» TASK DIRECTIONS:
Reproduce the stretch of material from the line containing "Confirm that each instance of the eyelash" through the line containing "[[257, 155]]", both included, keeping the requests and their format samples unchanged and multiplying every coordinate in the answers by 0.6, rounded to whole numbers with halves going up. Leave the pictures out of your answer.

Location labeling records
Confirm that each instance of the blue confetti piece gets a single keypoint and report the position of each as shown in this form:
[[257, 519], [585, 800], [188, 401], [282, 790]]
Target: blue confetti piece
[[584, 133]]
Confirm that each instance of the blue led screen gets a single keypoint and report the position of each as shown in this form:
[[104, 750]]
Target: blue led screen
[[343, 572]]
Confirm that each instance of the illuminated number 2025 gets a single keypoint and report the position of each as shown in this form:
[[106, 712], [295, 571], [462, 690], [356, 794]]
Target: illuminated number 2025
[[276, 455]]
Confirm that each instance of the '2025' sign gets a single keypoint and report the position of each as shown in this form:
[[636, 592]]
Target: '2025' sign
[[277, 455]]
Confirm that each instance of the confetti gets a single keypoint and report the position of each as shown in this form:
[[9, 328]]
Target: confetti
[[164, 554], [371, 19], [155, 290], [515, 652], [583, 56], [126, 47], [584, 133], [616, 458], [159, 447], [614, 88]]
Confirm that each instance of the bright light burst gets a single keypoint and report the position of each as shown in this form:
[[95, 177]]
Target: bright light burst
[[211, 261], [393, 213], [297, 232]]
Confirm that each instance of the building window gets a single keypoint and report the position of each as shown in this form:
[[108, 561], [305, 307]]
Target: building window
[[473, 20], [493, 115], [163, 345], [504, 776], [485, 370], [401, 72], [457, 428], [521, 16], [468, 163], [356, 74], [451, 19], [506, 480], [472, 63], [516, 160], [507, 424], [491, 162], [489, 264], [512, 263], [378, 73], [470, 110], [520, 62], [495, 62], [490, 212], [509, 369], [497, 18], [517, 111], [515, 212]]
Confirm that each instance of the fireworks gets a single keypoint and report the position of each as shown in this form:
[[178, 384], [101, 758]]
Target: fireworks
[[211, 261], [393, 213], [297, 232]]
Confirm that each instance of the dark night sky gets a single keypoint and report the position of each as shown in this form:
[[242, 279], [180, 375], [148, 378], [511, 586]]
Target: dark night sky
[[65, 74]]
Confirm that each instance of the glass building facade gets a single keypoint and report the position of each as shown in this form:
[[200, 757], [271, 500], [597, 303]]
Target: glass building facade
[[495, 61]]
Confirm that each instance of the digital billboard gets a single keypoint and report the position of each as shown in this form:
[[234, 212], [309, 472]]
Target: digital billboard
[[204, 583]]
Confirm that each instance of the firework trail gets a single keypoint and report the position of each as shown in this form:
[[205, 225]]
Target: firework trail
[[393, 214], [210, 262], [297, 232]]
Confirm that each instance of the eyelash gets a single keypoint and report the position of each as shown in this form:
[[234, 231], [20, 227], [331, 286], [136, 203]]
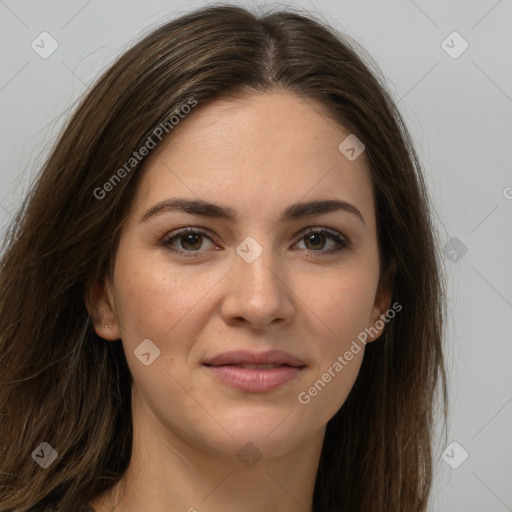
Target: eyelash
[[339, 239]]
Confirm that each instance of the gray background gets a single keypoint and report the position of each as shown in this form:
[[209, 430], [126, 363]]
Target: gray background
[[459, 112]]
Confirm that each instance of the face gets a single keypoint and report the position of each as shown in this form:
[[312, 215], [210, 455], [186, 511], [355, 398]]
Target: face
[[305, 284]]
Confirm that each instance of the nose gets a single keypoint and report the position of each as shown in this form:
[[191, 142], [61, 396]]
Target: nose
[[257, 294]]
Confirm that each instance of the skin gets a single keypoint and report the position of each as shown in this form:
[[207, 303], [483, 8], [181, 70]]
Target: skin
[[257, 155]]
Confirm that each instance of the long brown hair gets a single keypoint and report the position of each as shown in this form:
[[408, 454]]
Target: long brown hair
[[62, 384]]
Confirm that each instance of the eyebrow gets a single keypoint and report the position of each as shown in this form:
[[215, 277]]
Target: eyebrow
[[217, 211]]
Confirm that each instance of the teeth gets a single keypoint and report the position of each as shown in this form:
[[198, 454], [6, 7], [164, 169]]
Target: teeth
[[259, 366]]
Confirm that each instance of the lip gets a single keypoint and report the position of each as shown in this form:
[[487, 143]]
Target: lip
[[254, 380], [247, 357]]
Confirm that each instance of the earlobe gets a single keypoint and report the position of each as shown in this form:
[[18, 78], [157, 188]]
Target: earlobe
[[99, 304]]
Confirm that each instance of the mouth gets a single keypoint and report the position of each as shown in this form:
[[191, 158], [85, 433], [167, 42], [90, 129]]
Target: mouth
[[255, 373]]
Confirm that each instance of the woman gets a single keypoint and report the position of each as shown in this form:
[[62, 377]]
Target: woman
[[223, 290]]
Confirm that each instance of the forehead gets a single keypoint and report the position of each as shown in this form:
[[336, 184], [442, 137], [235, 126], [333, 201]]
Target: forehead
[[268, 149]]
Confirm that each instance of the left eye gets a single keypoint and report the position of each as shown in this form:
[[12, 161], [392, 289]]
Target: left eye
[[191, 240]]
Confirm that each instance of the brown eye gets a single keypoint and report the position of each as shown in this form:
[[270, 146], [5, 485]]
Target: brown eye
[[317, 239]]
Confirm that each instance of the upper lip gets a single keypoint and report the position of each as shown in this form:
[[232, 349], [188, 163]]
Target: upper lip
[[247, 357]]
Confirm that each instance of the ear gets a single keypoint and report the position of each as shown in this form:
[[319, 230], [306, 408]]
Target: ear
[[100, 305], [382, 302]]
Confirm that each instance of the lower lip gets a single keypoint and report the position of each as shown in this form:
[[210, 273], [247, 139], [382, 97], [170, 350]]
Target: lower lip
[[254, 380]]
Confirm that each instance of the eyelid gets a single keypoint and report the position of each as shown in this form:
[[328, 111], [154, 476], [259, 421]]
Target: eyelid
[[336, 235]]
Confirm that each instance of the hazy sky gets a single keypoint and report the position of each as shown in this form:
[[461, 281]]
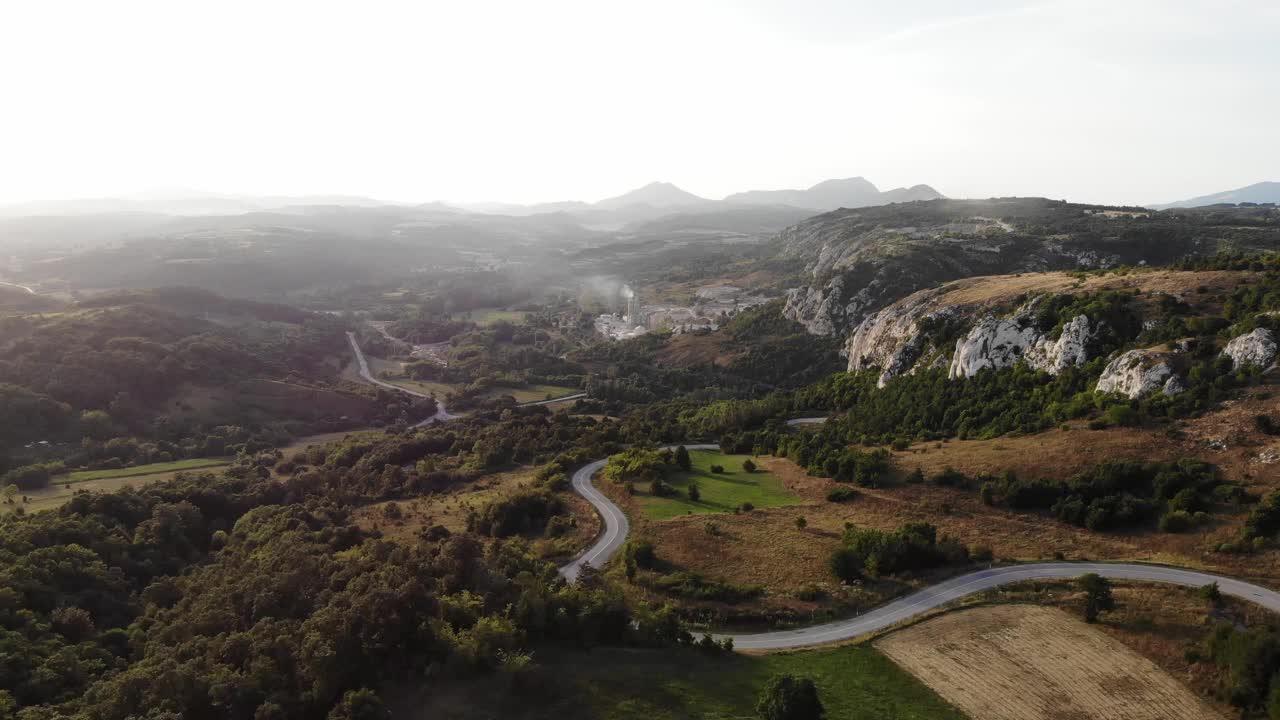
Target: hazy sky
[[531, 100]]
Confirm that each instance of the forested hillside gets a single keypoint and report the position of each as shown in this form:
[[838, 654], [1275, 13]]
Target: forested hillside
[[164, 374]]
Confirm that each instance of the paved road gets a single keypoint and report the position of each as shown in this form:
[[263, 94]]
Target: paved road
[[616, 528], [795, 422], [567, 397], [956, 588], [440, 413], [616, 525], [19, 287]]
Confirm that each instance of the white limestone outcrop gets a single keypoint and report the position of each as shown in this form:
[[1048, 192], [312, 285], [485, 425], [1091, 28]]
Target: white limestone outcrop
[[995, 343], [1137, 373], [1257, 347]]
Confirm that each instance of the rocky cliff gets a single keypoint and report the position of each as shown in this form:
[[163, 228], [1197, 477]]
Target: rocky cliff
[[862, 260], [1257, 347], [992, 322], [1139, 372]]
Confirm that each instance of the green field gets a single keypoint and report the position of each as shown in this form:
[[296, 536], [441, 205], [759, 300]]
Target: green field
[[64, 487], [490, 315], [854, 683], [533, 393], [154, 468], [721, 492]]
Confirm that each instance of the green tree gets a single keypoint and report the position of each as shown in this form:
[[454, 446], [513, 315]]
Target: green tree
[[1211, 593], [360, 705], [1097, 596], [787, 697], [682, 459]]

» TASK RESULT:
Confirm that each instance of the eyelash gets a single keypoint and report the position of each as shown in this form:
[[234, 231], [20, 227], [331, 286], [136, 203]]
Target: eyelash
[[203, 143]]
Confirm that each instance of the gray background gets a single keypoint and report the position of each as shown in this form:
[[209, 430], [126, 363]]
Target: gray background
[[275, 67]]
Confirm that each instance of the face gets a single keypoint and report the position of each as shown in this form:
[[312, 215], [210, 455], [186, 511], [355, 398]]
Target: face
[[183, 170]]
Confirm that each instance of the nose gets a single keypoint and report the position of each as shown in this form:
[[191, 142], [61, 396]]
Target: nose
[[154, 176]]
Confirm that each instance of the skin gets a single keypoint and report the position of each as shown in this form:
[[207, 303], [483, 8], [181, 70]]
Target: skin
[[154, 93]]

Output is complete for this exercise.